>> Start DATASET CONTENT
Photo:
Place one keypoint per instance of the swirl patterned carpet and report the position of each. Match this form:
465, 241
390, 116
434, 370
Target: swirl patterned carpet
>> End DATASET CONTENT
• THE EXERCISE: Arrange every line of the material above as a JSON list of strings, one string per line, leaving out any blank lines.

• ANSWER BELOW:
[
  "Photo:",
  "Place one keypoint per instance of the swirl patterned carpet and report the position of each. Match this form:",
  "465, 241",
  "390, 116",
  "434, 370",
  "Target: swirl patterned carpet"
]